Instruções da tarefa ->
Converta todas as linhas dos dados abaixo em uma lista JSON de strings, com uma string para cada linha, omitindo as linhas em branco.

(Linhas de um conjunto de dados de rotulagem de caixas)
________

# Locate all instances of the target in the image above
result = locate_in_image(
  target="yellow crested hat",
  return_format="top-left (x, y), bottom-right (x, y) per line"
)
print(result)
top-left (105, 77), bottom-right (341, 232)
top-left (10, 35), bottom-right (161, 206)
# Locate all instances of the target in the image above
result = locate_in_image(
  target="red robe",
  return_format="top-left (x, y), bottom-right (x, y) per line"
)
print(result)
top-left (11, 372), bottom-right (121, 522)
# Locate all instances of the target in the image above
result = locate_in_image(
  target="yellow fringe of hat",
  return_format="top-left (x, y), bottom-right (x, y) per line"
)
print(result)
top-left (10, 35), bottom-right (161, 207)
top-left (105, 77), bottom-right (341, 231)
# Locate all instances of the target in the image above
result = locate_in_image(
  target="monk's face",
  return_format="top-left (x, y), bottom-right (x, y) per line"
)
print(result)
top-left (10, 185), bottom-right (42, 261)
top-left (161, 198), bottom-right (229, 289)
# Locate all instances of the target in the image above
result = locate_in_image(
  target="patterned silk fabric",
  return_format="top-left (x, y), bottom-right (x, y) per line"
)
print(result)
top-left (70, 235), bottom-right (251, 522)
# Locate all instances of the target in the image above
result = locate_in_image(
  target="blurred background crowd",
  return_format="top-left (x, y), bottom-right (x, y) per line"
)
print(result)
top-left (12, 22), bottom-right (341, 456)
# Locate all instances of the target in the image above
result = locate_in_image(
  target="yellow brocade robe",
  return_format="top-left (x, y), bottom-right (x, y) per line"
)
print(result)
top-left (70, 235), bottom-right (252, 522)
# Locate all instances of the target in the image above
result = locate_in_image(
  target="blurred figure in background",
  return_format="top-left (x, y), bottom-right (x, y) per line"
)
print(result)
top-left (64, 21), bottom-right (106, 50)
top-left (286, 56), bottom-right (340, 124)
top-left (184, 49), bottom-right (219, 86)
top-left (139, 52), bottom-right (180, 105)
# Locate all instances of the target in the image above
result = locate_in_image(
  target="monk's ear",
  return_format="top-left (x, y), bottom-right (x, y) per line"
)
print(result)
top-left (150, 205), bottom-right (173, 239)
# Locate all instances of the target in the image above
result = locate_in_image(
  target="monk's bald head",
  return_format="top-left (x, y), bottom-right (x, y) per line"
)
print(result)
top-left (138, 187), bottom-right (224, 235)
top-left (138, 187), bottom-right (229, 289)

________

Resultado abaixo ->
[
  "# Locate all instances of the target in the image above",
  "result = locate_in_image(",
  "  target=\"yellow crested hat\",",
  "  return_format=\"top-left (x, y), bottom-right (x, y) per line\"",
  ")",
  "print(result)",
  "top-left (105, 77), bottom-right (341, 232)",
  "top-left (10, 35), bottom-right (161, 206)",
  "# Locate all instances of the target in the image above",
  "result = locate_in_image(",
  "  target=\"red robe\",",
  "  return_format=\"top-left (x, y), bottom-right (x, y) per line\"",
  ")",
  "print(result)",
  "top-left (11, 372), bottom-right (121, 522)",
  "# Locate all instances of the target in the image above",
  "result = locate_in_image(",
  "  target=\"yellow fringe of hat\",",
  "  return_format=\"top-left (x, y), bottom-right (x, y) per line\"",
  ")",
  "print(result)",
  "top-left (10, 35), bottom-right (161, 207)",
  "top-left (105, 77), bottom-right (341, 231)",
  "# Locate all instances of the target in the image above",
  "result = locate_in_image(",
  "  target=\"monk's face\",",
  "  return_format=\"top-left (x, y), bottom-right (x, y) per line\"",
  ")",
  "print(result)",
  "top-left (10, 185), bottom-right (42, 261)",
  "top-left (161, 198), bottom-right (229, 289)",
  "# Locate all instances of the target in the image above",
  "result = locate_in_image(",
  "  target=\"patterned silk fabric\",",
  "  return_format=\"top-left (x, y), bottom-right (x, y) per line\"",
  ")",
  "print(result)",
  "top-left (70, 235), bottom-right (251, 522)",
  "# Locate all instances of the target in the image above",
  "result = locate_in_image(",
  "  target=\"blurred background crowd\",",
  "  return_format=\"top-left (x, y), bottom-right (x, y) per line\"",
  ")",
  "print(result)",
  "top-left (12, 22), bottom-right (341, 456)",
  "# Locate all instances of the target in the image above",
  "result = locate_in_image(",
  "  target=\"yellow brocade robe\",",
  "  return_format=\"top-left (x, y), bottom-right (x, y) per line\"",
  ")",
  "print(result)",
  "top-left (70, 235), bottom-right (252, 522)",
  "# Locate all instances of the target in the image above",
  "result = locate_in_image(",
  "  target=\"blurred figure in background\",",
  "  return_format=\"top-left (x, y), bottom-right (x, y) per line\"",
  ")",
  "print(result)",
  "top-left (64, 21), bottom-right (106, 50)",
  "top-left (286, 56), bottom-right (340, 124)",
  "top-left (184, 49), bottom-right (219, 86)",
  "top-left (139, 52), bottom-right (180, 105)",
  "# Locate all instances of the target in the image above",
  "result = locate_in_image(",
  "  target=\"monk's ear\",",
  "  return_format=\"top-left (x, y), bottom-right (x, y) per line\"",
  ")",
  "print(result)",
  "top-left (150, 205), bottom-right (173, 239)",
  "# Locate all instances of the target in the image above",
  "result = locate_in_image(",
  "  target=\"monk's bald head\",",
  "  return_format=\"top-left (x, y), bottom-right (x, y) per line\"",
  ")",
  "print(result)",
  "top-left (138, 187), bottom-right (224, 235)",
  "top-left (138, 187), bottom-right (229, 289)"
]